*Exercise prompt:*
Convert the records in the stretch from the line containing "Someone flagged blue conference" through the line containing "[325,250,341,275]", both lines included, into a two-column CSV with the headers text and answer. Give one row per record, put each field in double quotes, and replace line breaks with spaces.

──────── Listed records

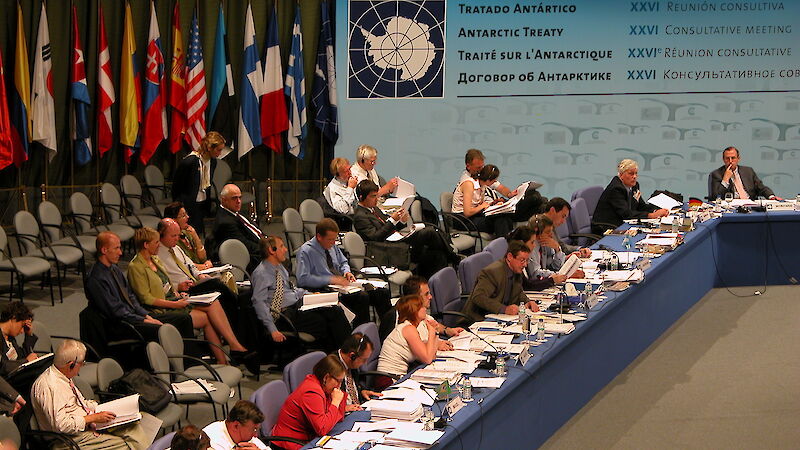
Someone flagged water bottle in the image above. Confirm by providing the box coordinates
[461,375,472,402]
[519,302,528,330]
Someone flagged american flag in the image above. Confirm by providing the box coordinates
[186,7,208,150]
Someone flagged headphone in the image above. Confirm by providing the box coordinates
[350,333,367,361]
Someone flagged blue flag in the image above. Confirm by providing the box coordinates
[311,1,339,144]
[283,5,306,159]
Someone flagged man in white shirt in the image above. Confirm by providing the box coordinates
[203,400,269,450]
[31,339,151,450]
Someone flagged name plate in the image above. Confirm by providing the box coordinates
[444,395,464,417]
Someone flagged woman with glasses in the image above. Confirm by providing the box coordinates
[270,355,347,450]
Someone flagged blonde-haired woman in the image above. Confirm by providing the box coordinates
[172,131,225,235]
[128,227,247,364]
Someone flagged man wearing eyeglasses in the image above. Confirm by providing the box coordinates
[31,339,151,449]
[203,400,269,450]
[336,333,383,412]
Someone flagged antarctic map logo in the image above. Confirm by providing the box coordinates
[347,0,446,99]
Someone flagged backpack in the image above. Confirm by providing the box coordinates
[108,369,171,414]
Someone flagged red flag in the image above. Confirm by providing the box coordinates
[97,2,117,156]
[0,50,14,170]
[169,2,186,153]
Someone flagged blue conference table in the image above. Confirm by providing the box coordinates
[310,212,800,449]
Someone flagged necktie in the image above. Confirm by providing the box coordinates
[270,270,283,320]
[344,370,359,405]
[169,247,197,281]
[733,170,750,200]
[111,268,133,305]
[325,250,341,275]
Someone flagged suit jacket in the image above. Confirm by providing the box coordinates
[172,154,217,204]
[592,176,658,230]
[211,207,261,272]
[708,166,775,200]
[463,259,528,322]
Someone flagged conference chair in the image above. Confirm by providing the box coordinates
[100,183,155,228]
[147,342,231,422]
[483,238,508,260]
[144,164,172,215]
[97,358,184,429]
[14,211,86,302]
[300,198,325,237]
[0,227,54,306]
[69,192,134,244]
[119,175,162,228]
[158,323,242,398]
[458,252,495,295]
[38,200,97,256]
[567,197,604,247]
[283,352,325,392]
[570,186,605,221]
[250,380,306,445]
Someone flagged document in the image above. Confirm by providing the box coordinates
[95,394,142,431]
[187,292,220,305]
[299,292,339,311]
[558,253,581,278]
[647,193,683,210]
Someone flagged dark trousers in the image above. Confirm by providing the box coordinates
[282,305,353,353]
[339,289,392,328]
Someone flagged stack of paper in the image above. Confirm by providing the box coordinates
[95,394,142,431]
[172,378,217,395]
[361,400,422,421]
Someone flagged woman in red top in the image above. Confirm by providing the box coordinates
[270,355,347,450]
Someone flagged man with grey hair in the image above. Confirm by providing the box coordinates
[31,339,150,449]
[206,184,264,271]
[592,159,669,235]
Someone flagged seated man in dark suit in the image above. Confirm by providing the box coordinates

────────────────
──────── Listed records

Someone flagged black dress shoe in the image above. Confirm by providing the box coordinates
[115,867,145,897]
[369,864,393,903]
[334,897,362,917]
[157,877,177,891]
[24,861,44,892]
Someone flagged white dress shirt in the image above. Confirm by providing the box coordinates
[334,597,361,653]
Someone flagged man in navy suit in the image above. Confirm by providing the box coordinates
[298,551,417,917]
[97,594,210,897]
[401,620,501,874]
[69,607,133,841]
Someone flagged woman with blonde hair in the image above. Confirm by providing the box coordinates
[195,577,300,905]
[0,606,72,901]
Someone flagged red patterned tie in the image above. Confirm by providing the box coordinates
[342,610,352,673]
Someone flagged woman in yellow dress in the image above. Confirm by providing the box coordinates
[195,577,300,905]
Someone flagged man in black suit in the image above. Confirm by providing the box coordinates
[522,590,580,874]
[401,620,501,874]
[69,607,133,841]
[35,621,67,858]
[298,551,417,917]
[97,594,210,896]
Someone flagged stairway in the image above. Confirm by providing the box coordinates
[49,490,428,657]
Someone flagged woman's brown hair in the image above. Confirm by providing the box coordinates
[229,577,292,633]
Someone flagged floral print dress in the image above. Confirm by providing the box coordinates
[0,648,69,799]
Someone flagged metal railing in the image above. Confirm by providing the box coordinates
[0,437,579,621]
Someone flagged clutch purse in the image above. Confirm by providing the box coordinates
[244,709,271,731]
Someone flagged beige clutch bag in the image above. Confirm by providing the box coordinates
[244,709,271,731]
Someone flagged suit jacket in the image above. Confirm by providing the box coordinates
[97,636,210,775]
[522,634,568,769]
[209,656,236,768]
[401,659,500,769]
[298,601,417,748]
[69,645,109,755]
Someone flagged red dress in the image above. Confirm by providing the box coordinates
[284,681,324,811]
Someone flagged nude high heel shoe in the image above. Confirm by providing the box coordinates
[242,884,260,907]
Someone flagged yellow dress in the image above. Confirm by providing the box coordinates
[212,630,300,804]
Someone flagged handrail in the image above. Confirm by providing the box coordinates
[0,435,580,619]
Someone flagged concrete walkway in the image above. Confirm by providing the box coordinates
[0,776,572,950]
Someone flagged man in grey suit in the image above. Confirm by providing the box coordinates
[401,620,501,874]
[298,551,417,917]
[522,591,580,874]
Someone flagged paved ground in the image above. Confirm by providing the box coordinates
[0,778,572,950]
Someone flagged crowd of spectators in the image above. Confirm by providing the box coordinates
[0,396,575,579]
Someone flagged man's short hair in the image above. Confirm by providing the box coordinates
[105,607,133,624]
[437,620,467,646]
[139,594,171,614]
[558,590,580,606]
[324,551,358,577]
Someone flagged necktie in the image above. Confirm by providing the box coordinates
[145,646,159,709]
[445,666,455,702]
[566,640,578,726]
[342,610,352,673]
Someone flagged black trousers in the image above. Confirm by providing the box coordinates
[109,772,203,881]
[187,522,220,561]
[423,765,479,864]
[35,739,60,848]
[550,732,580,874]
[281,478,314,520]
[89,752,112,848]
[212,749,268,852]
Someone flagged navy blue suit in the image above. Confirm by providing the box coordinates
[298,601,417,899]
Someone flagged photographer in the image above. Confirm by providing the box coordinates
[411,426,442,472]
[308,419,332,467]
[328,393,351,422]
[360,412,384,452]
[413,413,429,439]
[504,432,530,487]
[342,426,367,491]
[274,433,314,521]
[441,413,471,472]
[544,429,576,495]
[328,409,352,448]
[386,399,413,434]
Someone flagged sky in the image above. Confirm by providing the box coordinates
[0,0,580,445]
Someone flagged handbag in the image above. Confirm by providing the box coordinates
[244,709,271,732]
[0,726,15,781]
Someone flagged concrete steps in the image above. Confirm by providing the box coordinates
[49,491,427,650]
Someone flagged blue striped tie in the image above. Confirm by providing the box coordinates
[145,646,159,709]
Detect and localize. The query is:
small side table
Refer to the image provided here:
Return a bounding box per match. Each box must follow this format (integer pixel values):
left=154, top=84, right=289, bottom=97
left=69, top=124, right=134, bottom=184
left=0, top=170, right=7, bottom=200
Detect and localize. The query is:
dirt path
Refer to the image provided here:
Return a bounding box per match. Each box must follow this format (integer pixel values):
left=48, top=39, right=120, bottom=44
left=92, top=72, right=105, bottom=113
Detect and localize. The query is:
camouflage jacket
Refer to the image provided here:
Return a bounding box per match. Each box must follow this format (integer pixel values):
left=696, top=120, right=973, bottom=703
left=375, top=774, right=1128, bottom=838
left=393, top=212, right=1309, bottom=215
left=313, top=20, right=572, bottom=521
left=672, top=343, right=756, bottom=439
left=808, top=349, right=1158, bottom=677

────────────────

*Solution for this exercise:*
text,answer
"Someone flagged blue conference table in the image above. Confirm by providing the box coordinates","[310,212,800,449]"
"Someone flagged necktie in the image above. Confirm by providing the box coordinates","[270,270,283,320] [344,370,359,405] [169,247,197,281] [733,170,750,200] [111,268,133,305] [325,250,341,275]"